Tasks and exercises:
1) In the journal entry on therapy, who drove the writer to see the Quaker psychologist?
2) From the therapy journal entry, output the passage that starts with the words "-Can you think" and ends with "a bad experience.", copied exactly.

Document section:
We discuss therapy, and she feels I would be better working with my subconscious. Psychology works with conscious thoughts, psychodynamic psychotherapy with the unconscious. I would prefer that too.
-Can you think of good and bad experiences with therapists?
The bad experience was spending about forty minutes almost silent, psyching myself up to share something which I was ashamed of. Near the end, I did; and she would not see me again.
M. agrees that is a bad experience.
I knelt on his floor, and smoothed out the wrinkles in his rug. It was what I wanted to do. I did not like the wrinkles. I also thought my desire eccentric, so doing it was liberating. I could do what I wanted. So much of this unconscious work is in symbols!
The best thing that counsellor said to me was “Of Course you are transsexual!” And I did not see him again for six months.
Behavioural activation did nothing for me in practice, but that article makes sense: when people become depressed, many of their activities function as avoidance and escape from aversive thoughts, feelings or external situations. Depression therefore occurs when a person develops a narrow repertoire of passive behaviour and efficiently avoids aversive stimuli. As a consequence, someone with depression engages less frequently in pleasant or satisfying activities and obtains less positive reinforcement than someone without depression. The problem is identifying them. In theory walking in the sun should make me happier. I don’t want to. What might make me happy?
Cognitive Behavioural Therapy concepts like Situation Thought Emotion Behaviour and black and white thinking made sense to me and gave me answers to the inner voices, saying I am useless.
Thirteen parcels of books are being delivered from Friends House and stored in the meeting house. I could have had these delivered to my house, but that would mean needing a friend with a car to deliver them to the meeting house. So I spent Saturday at the meeting house so I could take delivery there, and not need a friend. How can I trust, or rely on someone? It is a common job interview question, how are you at team work- I can give, but do not want to take.
I also told my history. That rejection, that knock-back. Her manner is lovely, sympathetic: this in itself may be therapeutic; at least it makes me feel better in the moment.
Liz drove me over to see this Quaker psychologist, and Quakers will probably pay for therapy. That made me feel cared for, loved and valued. It is a precious feeling. Hold on to it.

Record excerpts:
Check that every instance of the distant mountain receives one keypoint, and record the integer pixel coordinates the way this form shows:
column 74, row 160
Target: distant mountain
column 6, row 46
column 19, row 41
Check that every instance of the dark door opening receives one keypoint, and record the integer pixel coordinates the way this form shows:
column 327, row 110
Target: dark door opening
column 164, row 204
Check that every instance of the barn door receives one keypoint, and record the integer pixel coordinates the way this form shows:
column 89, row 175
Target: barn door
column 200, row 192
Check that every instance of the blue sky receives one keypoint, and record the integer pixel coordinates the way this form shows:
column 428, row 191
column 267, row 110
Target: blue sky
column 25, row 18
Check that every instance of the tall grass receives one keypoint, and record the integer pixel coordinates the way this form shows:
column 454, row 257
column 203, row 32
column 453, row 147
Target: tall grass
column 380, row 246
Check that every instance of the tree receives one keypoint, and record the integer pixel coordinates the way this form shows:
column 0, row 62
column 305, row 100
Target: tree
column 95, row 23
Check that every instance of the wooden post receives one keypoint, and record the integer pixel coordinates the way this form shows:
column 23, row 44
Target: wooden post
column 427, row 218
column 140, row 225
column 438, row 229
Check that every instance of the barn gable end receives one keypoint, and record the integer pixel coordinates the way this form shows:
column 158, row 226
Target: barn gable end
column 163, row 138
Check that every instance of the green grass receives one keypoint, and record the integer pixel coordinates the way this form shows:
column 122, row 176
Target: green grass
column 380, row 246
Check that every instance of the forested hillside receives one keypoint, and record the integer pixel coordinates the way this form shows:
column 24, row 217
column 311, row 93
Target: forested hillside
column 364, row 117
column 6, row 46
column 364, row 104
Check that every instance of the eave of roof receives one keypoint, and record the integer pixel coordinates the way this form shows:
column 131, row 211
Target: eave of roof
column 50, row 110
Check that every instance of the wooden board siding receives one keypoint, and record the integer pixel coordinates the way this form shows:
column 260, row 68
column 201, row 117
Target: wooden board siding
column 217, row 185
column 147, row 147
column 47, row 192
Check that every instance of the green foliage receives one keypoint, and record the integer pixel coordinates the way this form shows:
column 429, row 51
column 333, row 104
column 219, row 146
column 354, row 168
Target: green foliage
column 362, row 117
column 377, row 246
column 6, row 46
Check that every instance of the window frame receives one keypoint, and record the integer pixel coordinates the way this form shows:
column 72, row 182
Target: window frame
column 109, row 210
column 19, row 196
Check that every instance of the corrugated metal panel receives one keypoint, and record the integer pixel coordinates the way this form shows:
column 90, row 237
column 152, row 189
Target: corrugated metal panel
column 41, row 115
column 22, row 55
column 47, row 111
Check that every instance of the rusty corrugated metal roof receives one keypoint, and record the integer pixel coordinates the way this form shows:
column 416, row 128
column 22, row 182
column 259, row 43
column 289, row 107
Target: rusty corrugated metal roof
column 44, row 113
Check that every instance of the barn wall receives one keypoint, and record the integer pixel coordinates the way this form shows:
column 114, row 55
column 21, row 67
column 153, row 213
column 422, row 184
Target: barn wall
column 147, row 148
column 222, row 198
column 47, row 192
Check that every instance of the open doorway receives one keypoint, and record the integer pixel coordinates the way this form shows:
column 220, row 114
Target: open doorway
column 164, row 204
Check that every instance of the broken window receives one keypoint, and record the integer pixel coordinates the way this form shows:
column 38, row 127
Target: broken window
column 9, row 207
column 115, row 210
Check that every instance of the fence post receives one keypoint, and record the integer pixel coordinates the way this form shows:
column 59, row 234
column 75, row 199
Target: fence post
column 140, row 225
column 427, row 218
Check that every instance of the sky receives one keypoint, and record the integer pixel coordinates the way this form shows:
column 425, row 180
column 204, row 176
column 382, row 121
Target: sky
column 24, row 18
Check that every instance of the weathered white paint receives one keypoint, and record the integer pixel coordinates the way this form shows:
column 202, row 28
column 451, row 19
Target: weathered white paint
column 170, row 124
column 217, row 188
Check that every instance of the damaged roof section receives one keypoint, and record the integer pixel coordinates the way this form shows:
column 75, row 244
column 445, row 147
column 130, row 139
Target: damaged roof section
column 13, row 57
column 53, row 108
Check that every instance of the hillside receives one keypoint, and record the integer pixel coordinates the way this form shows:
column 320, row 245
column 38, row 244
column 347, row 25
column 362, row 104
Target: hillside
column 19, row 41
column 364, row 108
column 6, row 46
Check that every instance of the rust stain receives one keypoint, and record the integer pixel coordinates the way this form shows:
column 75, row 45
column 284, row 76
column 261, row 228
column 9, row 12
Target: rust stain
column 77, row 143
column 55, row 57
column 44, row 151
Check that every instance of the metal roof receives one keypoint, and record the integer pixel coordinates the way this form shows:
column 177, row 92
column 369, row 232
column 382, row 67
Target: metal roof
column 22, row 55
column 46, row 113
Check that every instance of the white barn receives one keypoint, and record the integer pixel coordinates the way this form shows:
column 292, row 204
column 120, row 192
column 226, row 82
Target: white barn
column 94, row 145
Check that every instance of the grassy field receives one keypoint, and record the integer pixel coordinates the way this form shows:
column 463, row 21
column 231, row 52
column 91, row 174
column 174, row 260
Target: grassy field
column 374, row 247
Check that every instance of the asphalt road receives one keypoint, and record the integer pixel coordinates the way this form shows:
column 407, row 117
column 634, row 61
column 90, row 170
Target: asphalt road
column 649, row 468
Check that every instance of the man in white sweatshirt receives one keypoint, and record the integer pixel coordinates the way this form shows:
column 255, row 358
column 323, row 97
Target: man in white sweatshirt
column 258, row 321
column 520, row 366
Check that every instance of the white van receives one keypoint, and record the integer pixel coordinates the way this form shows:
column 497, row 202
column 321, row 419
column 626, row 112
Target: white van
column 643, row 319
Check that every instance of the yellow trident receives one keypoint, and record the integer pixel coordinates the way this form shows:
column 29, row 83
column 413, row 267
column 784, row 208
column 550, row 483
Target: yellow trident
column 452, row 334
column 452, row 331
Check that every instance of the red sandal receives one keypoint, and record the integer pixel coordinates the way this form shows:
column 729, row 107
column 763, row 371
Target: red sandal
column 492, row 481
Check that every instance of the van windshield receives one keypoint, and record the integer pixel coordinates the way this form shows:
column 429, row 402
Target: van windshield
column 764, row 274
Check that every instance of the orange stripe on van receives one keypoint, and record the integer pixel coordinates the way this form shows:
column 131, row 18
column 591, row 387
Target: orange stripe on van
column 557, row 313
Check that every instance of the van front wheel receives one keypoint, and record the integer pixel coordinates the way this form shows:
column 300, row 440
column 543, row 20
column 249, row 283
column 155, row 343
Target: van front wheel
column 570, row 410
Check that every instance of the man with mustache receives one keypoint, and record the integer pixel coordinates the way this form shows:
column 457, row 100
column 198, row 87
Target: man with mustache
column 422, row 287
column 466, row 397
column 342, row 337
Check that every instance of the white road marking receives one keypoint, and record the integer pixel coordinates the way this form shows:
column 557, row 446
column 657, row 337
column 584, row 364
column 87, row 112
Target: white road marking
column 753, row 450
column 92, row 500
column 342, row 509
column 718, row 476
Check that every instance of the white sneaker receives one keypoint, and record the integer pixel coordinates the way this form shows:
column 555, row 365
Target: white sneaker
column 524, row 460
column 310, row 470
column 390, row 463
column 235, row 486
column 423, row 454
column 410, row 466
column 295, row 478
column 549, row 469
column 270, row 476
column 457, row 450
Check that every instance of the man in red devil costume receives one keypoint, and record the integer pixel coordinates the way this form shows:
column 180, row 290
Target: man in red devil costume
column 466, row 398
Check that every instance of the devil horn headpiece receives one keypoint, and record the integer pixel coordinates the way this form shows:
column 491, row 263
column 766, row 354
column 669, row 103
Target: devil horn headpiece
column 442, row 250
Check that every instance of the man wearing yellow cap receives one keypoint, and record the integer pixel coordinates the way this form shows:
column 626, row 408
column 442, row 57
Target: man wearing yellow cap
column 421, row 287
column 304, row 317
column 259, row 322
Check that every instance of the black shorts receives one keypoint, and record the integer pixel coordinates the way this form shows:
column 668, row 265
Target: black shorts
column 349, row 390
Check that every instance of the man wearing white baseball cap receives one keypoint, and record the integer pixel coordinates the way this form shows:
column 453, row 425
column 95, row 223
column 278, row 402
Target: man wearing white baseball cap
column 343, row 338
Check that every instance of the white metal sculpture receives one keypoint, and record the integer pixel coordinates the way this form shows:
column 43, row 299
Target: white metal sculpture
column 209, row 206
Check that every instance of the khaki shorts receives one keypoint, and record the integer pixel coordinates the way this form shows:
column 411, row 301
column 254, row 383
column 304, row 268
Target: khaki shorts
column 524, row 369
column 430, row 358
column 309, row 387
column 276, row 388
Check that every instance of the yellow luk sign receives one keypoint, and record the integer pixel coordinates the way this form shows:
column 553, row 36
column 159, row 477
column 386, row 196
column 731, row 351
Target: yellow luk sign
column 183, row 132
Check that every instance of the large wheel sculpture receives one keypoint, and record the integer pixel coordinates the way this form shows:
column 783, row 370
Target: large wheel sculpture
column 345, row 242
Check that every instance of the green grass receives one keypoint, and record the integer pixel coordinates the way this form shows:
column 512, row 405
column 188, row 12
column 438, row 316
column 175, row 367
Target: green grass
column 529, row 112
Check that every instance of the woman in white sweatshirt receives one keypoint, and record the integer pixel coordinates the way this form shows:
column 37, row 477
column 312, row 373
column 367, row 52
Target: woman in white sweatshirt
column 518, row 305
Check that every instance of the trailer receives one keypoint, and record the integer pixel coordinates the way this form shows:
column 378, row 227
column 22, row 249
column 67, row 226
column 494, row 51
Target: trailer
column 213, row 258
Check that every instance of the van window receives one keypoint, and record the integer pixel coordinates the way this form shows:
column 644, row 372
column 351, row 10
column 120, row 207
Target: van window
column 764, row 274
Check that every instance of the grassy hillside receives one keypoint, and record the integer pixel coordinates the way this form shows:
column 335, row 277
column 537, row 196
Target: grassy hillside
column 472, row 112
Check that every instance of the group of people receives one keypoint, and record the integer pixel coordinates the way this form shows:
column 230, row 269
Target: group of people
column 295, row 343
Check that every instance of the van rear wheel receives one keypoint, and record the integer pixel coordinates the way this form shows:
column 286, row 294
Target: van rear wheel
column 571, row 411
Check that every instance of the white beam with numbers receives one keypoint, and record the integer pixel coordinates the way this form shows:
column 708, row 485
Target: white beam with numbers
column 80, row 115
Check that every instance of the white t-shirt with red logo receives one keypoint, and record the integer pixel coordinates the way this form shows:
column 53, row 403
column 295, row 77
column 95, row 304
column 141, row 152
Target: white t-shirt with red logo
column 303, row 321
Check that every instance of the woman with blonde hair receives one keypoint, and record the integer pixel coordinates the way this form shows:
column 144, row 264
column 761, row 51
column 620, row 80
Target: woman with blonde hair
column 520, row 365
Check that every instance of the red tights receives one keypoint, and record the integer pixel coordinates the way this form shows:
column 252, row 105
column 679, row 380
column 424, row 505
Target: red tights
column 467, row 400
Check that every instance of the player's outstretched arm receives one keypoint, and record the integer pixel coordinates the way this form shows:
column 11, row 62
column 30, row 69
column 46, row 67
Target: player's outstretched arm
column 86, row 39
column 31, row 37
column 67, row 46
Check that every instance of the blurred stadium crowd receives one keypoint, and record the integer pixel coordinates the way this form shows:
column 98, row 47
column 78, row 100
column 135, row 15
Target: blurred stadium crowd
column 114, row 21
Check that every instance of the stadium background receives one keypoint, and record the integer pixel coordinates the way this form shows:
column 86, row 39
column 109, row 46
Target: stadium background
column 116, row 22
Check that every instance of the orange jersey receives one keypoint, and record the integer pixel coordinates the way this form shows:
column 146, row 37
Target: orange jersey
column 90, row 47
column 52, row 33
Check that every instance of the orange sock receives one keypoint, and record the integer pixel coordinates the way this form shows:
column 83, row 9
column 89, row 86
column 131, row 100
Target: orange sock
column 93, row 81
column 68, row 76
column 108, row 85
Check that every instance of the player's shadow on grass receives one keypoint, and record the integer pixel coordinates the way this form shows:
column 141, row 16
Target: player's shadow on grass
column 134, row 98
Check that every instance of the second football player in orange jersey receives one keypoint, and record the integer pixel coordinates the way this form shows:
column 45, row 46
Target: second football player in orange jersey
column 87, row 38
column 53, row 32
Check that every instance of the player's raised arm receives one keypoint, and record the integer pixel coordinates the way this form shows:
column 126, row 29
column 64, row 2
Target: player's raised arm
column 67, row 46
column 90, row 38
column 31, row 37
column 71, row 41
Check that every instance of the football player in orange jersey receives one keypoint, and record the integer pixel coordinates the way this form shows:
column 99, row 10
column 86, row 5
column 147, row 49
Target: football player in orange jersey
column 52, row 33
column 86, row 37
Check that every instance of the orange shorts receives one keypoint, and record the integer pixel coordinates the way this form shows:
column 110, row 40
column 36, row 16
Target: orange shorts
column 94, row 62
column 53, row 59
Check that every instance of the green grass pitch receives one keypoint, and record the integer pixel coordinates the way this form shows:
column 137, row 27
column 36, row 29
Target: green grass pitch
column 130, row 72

List of solutions:
1) Liz

2)
-Can you think of good and bad experiences with therapists?
The bad experience was spending about forty minutes almost silent, psyching myself up to share something which I was ashamed of. Near the end, I did; and she would not see me again.
M. agrees that is a bad experience.